- Exercise objective:
Keep the pictures out of the copy and repeat the records exactly.

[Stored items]
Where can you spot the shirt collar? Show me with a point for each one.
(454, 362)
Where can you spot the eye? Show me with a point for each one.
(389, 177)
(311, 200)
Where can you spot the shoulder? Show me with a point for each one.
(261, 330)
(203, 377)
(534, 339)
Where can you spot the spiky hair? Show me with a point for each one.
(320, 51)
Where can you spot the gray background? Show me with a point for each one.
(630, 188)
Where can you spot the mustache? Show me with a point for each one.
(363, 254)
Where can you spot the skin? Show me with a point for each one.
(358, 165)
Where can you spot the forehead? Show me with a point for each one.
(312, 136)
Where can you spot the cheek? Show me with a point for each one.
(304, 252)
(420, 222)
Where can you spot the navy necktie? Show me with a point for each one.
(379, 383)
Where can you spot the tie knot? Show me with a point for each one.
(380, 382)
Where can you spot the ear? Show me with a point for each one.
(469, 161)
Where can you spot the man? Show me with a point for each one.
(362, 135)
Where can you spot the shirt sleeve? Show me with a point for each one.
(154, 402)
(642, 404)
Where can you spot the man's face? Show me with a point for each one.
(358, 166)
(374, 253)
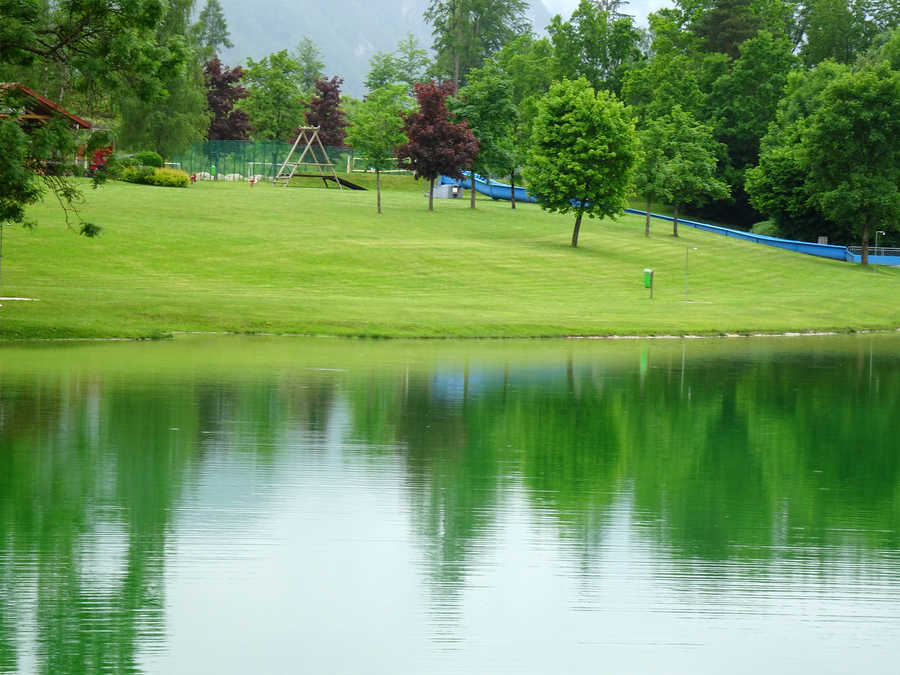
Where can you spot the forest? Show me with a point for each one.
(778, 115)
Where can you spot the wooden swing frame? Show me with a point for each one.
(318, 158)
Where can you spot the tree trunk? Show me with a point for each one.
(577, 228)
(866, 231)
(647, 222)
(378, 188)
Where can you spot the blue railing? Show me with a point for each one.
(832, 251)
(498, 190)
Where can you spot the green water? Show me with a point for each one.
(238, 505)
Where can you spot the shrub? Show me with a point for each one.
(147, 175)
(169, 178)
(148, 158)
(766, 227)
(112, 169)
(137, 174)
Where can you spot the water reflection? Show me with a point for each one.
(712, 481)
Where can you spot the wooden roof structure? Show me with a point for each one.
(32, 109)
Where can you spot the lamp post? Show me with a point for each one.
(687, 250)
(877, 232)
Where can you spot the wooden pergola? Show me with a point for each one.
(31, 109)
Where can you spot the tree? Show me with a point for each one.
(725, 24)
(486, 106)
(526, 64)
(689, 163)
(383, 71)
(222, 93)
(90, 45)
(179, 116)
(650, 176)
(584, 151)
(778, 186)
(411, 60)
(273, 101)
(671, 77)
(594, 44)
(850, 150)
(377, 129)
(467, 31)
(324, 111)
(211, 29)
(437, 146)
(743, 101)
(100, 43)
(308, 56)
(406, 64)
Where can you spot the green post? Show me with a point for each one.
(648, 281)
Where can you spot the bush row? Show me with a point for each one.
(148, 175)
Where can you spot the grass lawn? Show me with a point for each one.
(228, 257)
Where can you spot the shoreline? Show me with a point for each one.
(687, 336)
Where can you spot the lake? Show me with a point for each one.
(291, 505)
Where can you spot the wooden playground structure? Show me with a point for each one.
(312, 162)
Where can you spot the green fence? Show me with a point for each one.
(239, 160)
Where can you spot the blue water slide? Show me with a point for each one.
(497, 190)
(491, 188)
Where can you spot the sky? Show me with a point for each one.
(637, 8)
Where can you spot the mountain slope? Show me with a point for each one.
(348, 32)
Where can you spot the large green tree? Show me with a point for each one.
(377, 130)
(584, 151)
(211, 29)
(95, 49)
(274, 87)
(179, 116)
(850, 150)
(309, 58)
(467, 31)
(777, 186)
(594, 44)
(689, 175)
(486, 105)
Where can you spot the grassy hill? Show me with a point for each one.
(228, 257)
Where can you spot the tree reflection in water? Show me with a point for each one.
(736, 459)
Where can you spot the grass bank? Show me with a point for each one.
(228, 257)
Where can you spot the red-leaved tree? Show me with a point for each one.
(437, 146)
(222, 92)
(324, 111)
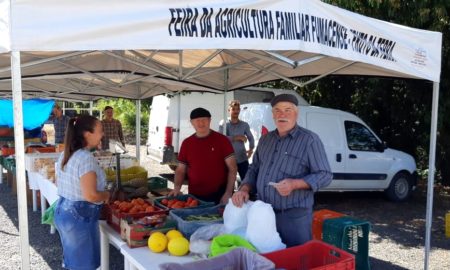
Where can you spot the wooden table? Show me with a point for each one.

- Result of the task:
Where can you spot the shirt collar? Show me with a point for each one.
(454, 362)
Where can you spot the eye? Show me with a point for each one.
(389, 177)
(311, 200)
Where can you spot the shoulder? Show me with a point for each one.
(261, 330)
(203, 377)
(534, 339)
Where can you spot the spiky hair? Show me with a point for each one.
(320, 51)
Where can you spot the gray background? Show me with a point for each one.
(630, 188)
Where can you spot the mustache? Show me with a point for each one.
(363, 254)
Where can you spot the skin? Show me with a point for each one.
(358, 165)
Where can you spot the forehead? Show me with a point for each one.
(312, 136)
Where can you spot the cheek? Show me with a point for each one.
(304, 252)
(420, 222)
Where can you spot the navy necktie? Show me with a point for each one.
(379, 383)
Where can you spot the tie knot? Show me with a point for each one.
(380, 382)
Where can you spot the ear? Show me with a point for each one.
(469, 161)
Where can you spot the man? Show me with a point for each one.
(362, 135)
Where can you spot the shirt sleeve? Show me with a point for each one.
(154, 402)
(642, 404)
Where can you spot the man's face? Show me with a point for each one.
(358, 166)
(374, 253)
Where can you spot the forest? Show me with a point for each one.
(778, 115)
Where can you spot the wooden swing frame? Show me with a point for each one.
(318, 158)
Where can you spot the tree trunk? Show me with a point for each one.
(577, 228)
(866, 231)
(647, 222)
(378, 188)
Where can you spot the blue railing? Show me with a point for each one.
(832, 251)
(498, 190)
Where can you spot the green water? Show me with a point for each one.
(238, 505)
Where can you spot the shrub? Show me with a point for each one.
(147, 175)
(169, 178)
(148, 158)
(766, 227)
(112, 169)
(137, 174)
Where can you spot the water reflection? Show me with a point for each one.
(712, 481)
Where can you spot the wooden roof structure? Show me with a point for each one.
(32, 109)
Where can you spot the lamp post? Show me with a point for each one.
(687, 250)
(877, 232)
Where can you spot the wooden pergola? Show me with a point for each one.
(31, 109)
Where can you spot the tree? Show me with a point for each one.
(725, 24)
(486, 106)
(526, 64)
(689, 163)
(383, 71)
(222, 93)
(90, 45)
(179, 116)
(650, 176)
(584, 151)
(778, 186)
(411, 60)
(273, 101)
(671, 77)
(594, 44)
(850, 150)
(377, 129)
(467, 31)
(324, 111)
(211, 29)
(437, 146)
(743, 101)
(100, 43)
(308, 56)
(406, 64)
Where can you spot the green post? Show me with a point for each one.
(648, 281)
Where can you spot the bush row? Show me with a point for each one.
(148, 175)
Where can you spot the grass lawn? Show me with a point for each one.
(228, 257)
Where can you spot the shoreline? Show me with a point for each one.
(687, 336)
Where can you spot the lake? Show me with a point for each one.
(291, 505)
Where can you spot the wooden playground structure? Show me with a point for each one.
(312, 162)
Where can you spot the green fence? Show me with a point for each one.
(239, 160)
Where can you spot the blue water slide? Show me with a point for each one.
(497, 190)
(491, 188)
Where can you spot the sky? Show me with a point for each one.
(637, 8)
Where can you spot the mountain slope? Show me with a point for each one.
(348, 32)
Where can you spot the large green tree? Show me with a point for each one.
(377, 130)
(584, 151)
(211, 29)
(95, 49)
(274, 87)
(179, 116)
(850, 150)
(309, 58)
(467, 31)
(777, 186)
(594, 44)
(689, 175)
(486, 105)
Where can you spot the grassy hill? Show me with a point for each one.
(228, 257)
Where can you spot the tree reflection in water? Show me with a point for each one.
(736, 459)
Where can you spot the grass bank? Show me with a point for each one.
(228, 257)
Where can you spot the red-leaved tree? Show me with a point for each one.
(437, 146)
(222, 92)
(324, 111)
Where can you spot the wooden table? Show me with a point for each one.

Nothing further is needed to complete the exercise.